** Problem description **
Copy every line of the data exactly, leaving nothing out.

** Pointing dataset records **
----------

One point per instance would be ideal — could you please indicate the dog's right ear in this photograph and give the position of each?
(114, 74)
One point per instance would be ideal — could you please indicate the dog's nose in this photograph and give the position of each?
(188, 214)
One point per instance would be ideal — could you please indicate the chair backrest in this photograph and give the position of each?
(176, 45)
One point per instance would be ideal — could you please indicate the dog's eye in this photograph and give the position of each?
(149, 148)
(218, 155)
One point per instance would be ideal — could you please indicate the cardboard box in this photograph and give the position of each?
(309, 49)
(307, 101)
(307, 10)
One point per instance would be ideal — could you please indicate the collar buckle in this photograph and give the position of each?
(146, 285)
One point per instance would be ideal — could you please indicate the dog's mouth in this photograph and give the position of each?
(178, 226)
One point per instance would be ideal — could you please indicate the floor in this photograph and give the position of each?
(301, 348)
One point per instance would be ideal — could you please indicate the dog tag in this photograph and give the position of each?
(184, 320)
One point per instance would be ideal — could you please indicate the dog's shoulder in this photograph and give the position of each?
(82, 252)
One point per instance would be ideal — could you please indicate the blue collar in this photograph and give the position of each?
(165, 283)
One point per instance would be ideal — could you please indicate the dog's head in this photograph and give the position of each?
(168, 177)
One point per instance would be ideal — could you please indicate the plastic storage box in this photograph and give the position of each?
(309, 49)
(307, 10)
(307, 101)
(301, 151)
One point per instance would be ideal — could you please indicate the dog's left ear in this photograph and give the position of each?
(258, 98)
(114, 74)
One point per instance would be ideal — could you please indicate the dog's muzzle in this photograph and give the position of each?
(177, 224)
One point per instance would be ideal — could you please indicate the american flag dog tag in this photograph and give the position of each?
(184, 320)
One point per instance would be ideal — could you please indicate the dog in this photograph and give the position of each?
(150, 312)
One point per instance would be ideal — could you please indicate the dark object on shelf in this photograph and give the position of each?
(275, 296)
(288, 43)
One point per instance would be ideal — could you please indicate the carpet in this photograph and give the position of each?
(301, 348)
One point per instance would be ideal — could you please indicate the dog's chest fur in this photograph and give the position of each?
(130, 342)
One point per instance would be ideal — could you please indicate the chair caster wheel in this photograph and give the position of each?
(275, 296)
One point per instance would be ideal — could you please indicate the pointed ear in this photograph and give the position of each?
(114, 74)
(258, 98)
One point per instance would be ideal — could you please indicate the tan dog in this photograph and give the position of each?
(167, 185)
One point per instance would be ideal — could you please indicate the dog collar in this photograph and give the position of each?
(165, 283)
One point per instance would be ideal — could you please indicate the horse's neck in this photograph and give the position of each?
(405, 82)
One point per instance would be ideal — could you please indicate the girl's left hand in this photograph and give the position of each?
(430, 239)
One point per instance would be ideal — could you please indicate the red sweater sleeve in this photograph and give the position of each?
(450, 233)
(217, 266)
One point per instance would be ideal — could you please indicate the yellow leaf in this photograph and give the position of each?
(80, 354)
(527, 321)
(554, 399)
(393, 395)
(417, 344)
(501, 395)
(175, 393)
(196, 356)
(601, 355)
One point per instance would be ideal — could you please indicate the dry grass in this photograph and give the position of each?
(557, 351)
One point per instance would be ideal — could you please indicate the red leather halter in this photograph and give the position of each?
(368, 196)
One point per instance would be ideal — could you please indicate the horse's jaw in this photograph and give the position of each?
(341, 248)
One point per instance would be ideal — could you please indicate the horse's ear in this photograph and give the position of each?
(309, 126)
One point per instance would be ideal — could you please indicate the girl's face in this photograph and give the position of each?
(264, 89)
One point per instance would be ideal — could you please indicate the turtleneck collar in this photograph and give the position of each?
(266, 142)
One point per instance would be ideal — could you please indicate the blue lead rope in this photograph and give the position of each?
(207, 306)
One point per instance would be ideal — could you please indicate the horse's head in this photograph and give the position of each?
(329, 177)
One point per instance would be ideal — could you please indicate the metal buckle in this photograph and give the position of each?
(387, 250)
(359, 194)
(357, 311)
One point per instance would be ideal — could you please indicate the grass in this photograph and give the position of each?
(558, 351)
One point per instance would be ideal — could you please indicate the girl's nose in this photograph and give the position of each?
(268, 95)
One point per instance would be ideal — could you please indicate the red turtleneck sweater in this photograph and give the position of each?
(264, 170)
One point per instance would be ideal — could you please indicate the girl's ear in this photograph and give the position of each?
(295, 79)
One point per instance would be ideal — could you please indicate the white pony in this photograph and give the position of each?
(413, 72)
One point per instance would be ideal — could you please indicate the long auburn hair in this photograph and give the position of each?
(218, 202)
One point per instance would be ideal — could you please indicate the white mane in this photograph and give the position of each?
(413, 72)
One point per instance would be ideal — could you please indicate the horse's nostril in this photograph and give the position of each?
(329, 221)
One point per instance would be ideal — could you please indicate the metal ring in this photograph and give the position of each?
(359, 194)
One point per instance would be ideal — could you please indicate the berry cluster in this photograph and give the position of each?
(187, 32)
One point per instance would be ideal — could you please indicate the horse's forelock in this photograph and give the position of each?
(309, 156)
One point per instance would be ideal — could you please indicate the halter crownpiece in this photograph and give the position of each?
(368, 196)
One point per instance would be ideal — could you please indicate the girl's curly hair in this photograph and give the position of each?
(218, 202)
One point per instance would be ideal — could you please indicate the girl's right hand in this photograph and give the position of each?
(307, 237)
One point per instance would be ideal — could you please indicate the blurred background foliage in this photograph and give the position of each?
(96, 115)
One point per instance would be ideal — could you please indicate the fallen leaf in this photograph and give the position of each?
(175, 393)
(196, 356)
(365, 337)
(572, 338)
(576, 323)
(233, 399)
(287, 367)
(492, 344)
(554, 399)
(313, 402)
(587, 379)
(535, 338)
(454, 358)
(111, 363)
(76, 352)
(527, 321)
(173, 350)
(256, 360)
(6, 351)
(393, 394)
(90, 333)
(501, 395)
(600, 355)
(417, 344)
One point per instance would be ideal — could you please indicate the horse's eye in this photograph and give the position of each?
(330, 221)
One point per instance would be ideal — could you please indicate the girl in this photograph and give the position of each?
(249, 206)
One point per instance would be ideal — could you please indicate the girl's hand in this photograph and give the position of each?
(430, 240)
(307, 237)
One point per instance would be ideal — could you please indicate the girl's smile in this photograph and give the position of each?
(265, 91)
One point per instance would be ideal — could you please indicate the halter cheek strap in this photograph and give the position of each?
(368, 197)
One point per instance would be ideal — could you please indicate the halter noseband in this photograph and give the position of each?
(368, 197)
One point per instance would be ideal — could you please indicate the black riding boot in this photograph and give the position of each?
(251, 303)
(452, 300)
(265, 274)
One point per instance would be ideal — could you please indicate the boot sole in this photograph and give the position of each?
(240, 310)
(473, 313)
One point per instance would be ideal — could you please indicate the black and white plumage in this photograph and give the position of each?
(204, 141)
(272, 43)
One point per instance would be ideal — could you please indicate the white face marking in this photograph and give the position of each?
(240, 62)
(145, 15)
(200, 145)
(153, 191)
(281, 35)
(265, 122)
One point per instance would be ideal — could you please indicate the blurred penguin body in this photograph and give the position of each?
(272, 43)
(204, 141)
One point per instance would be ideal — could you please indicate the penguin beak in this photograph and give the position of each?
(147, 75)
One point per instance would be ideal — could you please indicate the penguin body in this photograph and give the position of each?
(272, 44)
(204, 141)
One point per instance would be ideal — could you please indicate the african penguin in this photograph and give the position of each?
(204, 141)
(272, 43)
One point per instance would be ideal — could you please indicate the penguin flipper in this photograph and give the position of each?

----------

** Exercise result **
One point per instance would be ideal — could you please indicate the dog's right ear in this photograph and give the position of each?
(114, 74)
One point per instance would be ideal — could you please indicate the dog's nose in this photograph and give the position of each?
(188, 214)
One point per instance would be ideal — could you please indicate the chair backrest in this photograph and give the position of each?
(176, 45)
One point per instance would be ideal — could you please indicate the dog's eye in this photograph and give the position of each?
(149, 148)
(218, 155)
One point per instance would be ideal — could you please indicate the cardboard box in this photograph and give the position of each?
(309, 49)
(307, 101)
(307, 10)
One point per instance would be ideal — could you please indicate the collar buckle in this photograph and give the position of each?
(146, 285)
One point per instance would be ideal — could you please indicate the dog's mouth in this photograph and give the position of each?
(178, 226)
One point per instance would be ideal — could you please indicate the floor in this photograph and give the position of each?
(301, 348)
One point per instance would be ideal — could you please indicate the dog tag in this photograph and give the position of each?
(184, 320)
One point per instance would be ideal — could you please indicate the dog's shoulder in this photograph and give the position of each?
(82, 252)
One point per instance would be ideal — could you please indicate the blue collar in this photograph and give the position of each?
(165, 283)
One point per instance would be ideal — could you please indicate the dog's head in this photograph and give the position of each?
(168, 177)
One point per instance would be ideal — could you please indicate the plastic storage box in this photograph and give the position of each?
(309, 49)
(307, 10)
(307, 101)
(301, 151)
One point per instance would be ideal — could you please indicate the dog's left ear in this photograph and give the position of each?
(258, 98)
(114, 74)
One point per instance would be ideal — could you please indicate the dog's muzzle in this photograph and give the position of each?
(177, 224)
One point per instance would be ideal — could you please indicate the american flag dog tag in this photograph and give the position of each?
(184, 320)
One point per instance would be ideal — could you please indicate the dog in this photograph and give the position of each?
(150, 312)
One point per instance would be ideal — could you please indicate the dark object on shelf in this photograph and give the position of each?
(275, 296)
(288, 43)
One point per instance would be ideal — could you please indicate the carpet in this photograph and give the position of each?
(301, 348)
One point per instance would be ideal — could you please indicate the dog's chest fur in this photograph and give the position of each?
(130, 342)
One point per instance would be ideal — could you please indicate the chair caster wheel in this photograph and give the position of each?
(275, 296)
One point per instance would be ideal — could you please indicate the pointed ear in this photograph and give the position of each?
(114, 74)
(258, 98)
One point per instance would be ideal — could you please indicate the tan dog in this photograph and give the position of each?
(167, 185)
One point per instance would be ideal — could you please indicate the dog collar in this photograph and give the position of each?
(165, 283)
One point per instance would be ideal — could you please indicate the horse's neck in this photograph and give the position of each?
(405, 82)
One point per instance would be ideal — could you please indicate the girl's left hand in this photograph and give the position of each?
(430, 239)
One point per instance would be ideal — could you please indicate the red sweater sleeve in this photograph and give the position of each?
(450, 233)
(217, 266)
One point per instance would be ideal — could you please indicate the yellow leaf in this photograph and give the position of each?
(80, 354)
(527, 321)
(554, 399)
(393, 395)
(417, 344)
(501, 395)
(175, 393)
(196, 356)
(601, 355)
One point per instance would be ideal — could you please indicate the dry grass in this photograph and give the position of each?
(557, 351)
One point per instance would be ideal — could you please indicate the red leather halter in this photograph and give the position of each?
(368, 196)
One point per instance would be ideal — could you please indicate the horse's jaw in this photograph and give the position of each?
(341, 248)
One point per instance would be ideal — could you please indicate the horse's ear in this photograph and give the position of each?
(309, 126)
One point per instance would be ideal — could you please indicate the girl's face in this photograph and give the position of each?
(264, 89)
One point per instance would be ideal — could you please indicate the turtleneck collar in this photograph and give the position of each?
(266, 142)
One point per instance would be ideal — could you please indicate the blue lead rope in this photograph and give the position of each?
(207, 306)
One point per instance would be ideal — could you please indicate the horse's head in this photograph and give the position of each?
(329, 177)
One point per instance would be ideal — could you please indicate the metal buckle in this photograph and give the position of each?
(387, 250)
(359, 194)
(357, 311)
One point per instance would be ideal — could you please indicate the grass in this photograph and give the position of each?
(558, 351)
One point per instance would be ideal — could you please indicate the girl's nose in this photograph and give the position of each?
(268, 95)
One point per instance would be ideal — could you please indicate the red turtleneck sweater in this photograph and give the position of each?
(264, 170)
One point per instance would be ideal — could you please indicate the girl's ear in this photograph and give the position of each?
(295, 79)
One point per instance would be ideal — could you please indicate the white pony in this photograph and give the position of each?
(413, 72)
One point per instance would be ideal — could you please indicate the long auburn hair in this photograph and give the position of each?
(218, 202)
One point per instance would be ideal — could you please indicate the white mane in this photograph and give the position of each?
(413, 72)
One point per instance would be ideal — could you please indicate the horse's nostril in this photograph and give the position of each?
(329, 221)
One point per instance would be ideal — could you please indicate the metal ring in this photograph and give the position of each?
(359, 194)
One point per instance would be ideal — could you please indicate the berry cluster in this photograph and give the position of each?
(187, 32)
One point per instance would be ideal — could you please indicate the horse's forelock in this photograph and give the position of each?
(309, 156)
One point per instance would be ideal — could you please indicate the halter crownpiece in this photograph and give the position of each?
(368, 196)
One point per instance would be ideal — could you please indicate the girl's curly hair in this photograph and give the position of each?
(218, 202)
One point per instance would be ideal — could you please indicate the girl's right hand in this photograph and give the position of each?
(307, 237)
One point per instance would be ideal — could you please indicate the blurred background foliage in this photograph and give the position of each?
(96, 115)
One point per instance would be ideal — could you please indicate the fallen leaf in this photograph and give the position of each?
(175, 393)
(196, 356)
(365, 337)
(572, 338)
(576, 323)
(233, 399)
(287, 367)
(492, 344)
(554, 399)
(313, 402)
(587, 379)
(535, 338)
(454, 358)
(111, 363)
(76, 352)
(527, 321)
(173, 350)
(256, 360)
(6, 351)
(393, 394)
(90, 333)
(501, 395)
(600, 355)
(417, 344)
One point per instance would be ideal — could you please indicate the horse's eye in this photograph and give the position of each?
(330, 221)
One point per instance would be ideal — could you please indicate the girl in this photograph and give the position of each?
(249, 206)
One point per instance would be ideal — could you please indicate the girl's hand in this photograph and give the position of each?
(430, 240)
(307, 237)
One point per instance would be ideal — could you please indicate the girl's smile in this photograph and give the position of each?
(265, 91)
One point per instance would be ideal — could you please indicate the halter cheek strap in this photograph and give the position of each?
(368, 197)
One point per instance would be ideal — could you please indicate the halter noseband in this photograph and give the position of each?
(368, 197)
One point per instance would be ideal — could you please indicate the black riding boot in this photograph and give the position of each?
(251, 303)
(452, 300)
(265, 274)
One point per instance would be ideal — could you please indicate the boot sole in this photograph and give the position of each?
(240, 310)
(473, 313)
One point per instance would be ideal — could you please indicate the black and white plumage in this photograph and give the position of each?
(204, 141)
(272, 43)
One point per instance would be ideal — could you please indicate the white face marking in this photograph and give the position of each?
(240, 62)
(145, 15)
(200, 145)
(153, 191)
(281, 35)
(265, 122)
One point per instance would be ideal — could you please indicate the blurred penguin body in this photograph and give the position of each?
(272, 43)
(204, 141)
One point per instance would be ideal — could you please indicate the penguin beak in this photograph and give the position of each?
(147, 75)
One point per instance would be ideal — could you please indicate the penguin body in this photograph and give the position of each?
(272, 44)
(204, 141)
One point per instance would be ideal — could you please indicate the african penguin in this photograph and give the position of each?
(204, 141)
(272, 43)
One point per instance would be ideal — could you please indicate the penguin flipper in this photograph and give the position of each?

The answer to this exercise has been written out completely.